- [TO BE DONE]:
Recast every line of the rows below as a Markdown table with the columns No. and Line, numbering each line in order and omitting blank lines. Leave the pictures out of the answer.

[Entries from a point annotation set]
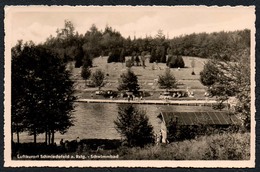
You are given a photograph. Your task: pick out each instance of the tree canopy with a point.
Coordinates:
(42, 92)
(134, 126)
(167, 80)
(128, 81)
(98, 78)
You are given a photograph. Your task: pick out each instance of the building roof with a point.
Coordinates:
(200, 118)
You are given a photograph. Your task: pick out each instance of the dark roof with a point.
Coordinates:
(203, 118)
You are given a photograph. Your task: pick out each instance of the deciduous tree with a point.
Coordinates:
(134, 126)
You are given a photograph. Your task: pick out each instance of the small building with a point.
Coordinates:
(186, 124)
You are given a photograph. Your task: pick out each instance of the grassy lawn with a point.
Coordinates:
(146, 77)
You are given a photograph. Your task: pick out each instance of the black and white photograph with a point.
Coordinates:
(129, 86)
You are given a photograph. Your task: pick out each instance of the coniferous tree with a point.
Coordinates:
(98, 78)
(134, 126)
(167, 80)
(128, 81)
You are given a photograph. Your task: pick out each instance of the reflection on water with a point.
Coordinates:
(96, 120)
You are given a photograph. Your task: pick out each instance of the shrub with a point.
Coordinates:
(175, 61)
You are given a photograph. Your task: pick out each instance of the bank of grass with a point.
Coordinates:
(226, 146)
(215, 147)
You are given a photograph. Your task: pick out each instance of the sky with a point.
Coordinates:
(36, 23)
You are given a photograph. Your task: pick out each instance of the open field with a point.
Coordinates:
(146, 77)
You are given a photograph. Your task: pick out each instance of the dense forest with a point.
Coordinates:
(70, 45)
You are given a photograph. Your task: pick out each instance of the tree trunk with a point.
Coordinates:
(49, 138)
(12, 137)
(46, 136)
(17, 134)
(34, 135)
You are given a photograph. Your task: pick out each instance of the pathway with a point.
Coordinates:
(164, 102)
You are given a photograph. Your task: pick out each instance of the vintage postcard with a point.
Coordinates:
(124, 86)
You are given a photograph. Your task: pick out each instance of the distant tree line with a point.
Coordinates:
(71, 45)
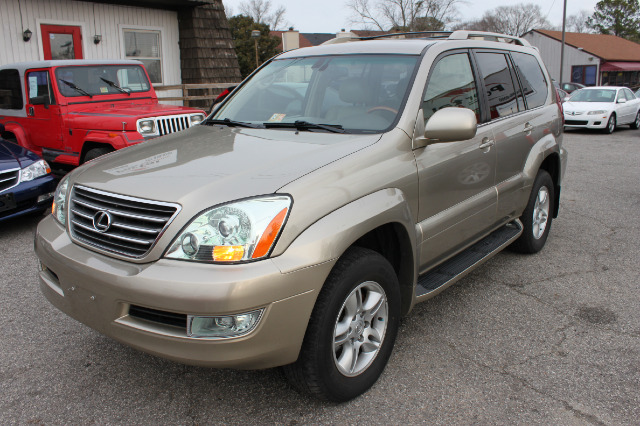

- [RESULT OF THE EXERCISE]:
| No. | Line |
|---|---|
| 1 | You are given a photograph. Your task: pick out each instance of the tree canopy with a point. |
| 2 | Coordinates: |
| 3 | (42, 92) |
| 4 | (134, 126) |
| 5 | (167, 80) |
| 6 | (128, 81) |
| 7 | (98, 78) |
| 8 | You are given a photograph. Your task: pick out each instance of the building roof with a point. |
| 9 | Coordinates: |
| 10 | (200, 118) |
| 11 | You are given a photograph. Your task: pick out each instance of the dark roof with a point. |
| 12 | Coordinates: |
| 13 | (203, 118) |
| 14 | You are given a photograph. Your task: pick out each instance of the deciduous tree with a point. |
| 15 | Coordinates: |
| 16 | (134, 126) |
| 17 | You are given a photograph. Your task: pick out each instance of the small building with a point. |
| 18 | Coordinates: |
| 19 | (186, 124) |
| 20 | You are given a photograph. Your task: pick out each instance of the grassy lawn with a point. |
| 21 | Coordinates: |
| 22 | (146, 77) |
| 23 | You are given a photograph. Your task: pick out each instance of the black and white photograph with a point. |
| 24 | Coordinates: |
| 25 | (129, 86) |
| 26 | You are given a photograph. Your task: pick out each instance of the coniferous tree with a point. |
| 27 | Coordinates: |
| 28 | (98, 78) |
| 29 | (134, 126) |
| 30 | (167, 80) |
| 31 | (128, 81) |
| 32 | You are given a photograph. Your task: pick out each instance of the reflection on water with a point. |
| 33 | Coordinates: |
| 34 | (96, 120) |
| 35 | You are given a photograph. Your task: pick out each instance of the shrub with a point. |
| 36 | Coordinates: |
| 37 | (175, 61) |
| 38 | You are given a photograph. Your task: pick out each instance of the bank of grass with a point. |
| 39 | Coordinates: |
| 40 | (226, 146) |
| 41 | (215, 147) |
| 42 | You are given a photograph. Your task: pick out each instance of the sky with a point. |
| 43 | Coordinates: |
| 44 | (36, 23) |
| 45 | You are given a photograph. Your task: pick out each instance of the open field with a point. |
| 46 | Coordinates: |
| 47 | (146, 77) |
| 48 | You are given a photograph. Your task: pick out each instance of the dense forest with a point. |
| 49 | Coordinates: |
| 50 | (70, 45) |
| 51 | You are given a photograph. Your task: pick out each instance of the tree trunk with a point. |
| 52 | Coordinates: |
| 53 | (49, 138) |
| 54 | (12, 137) |
| 55 | (46, 136) |
| 56 | (17, 134) |
| 57 | (34, 135) |
| 58 | You are given a photograph. Your task: pick out each instance of the pathway with a point. |
| 59 | Coordinates: |
| 60 | (164, 102) |
| 61 | You are given a photograph. Your task: pick out each instance of the vintage postcard with a point. |
| 62 | Coordinates: |
| 63 | (124, 86) |
| 64 | You are given a photograph. Your task: pick out each instance of the distant tree line with a point. |
| 65 | Coordinates: |
| 66 | (71, 45) |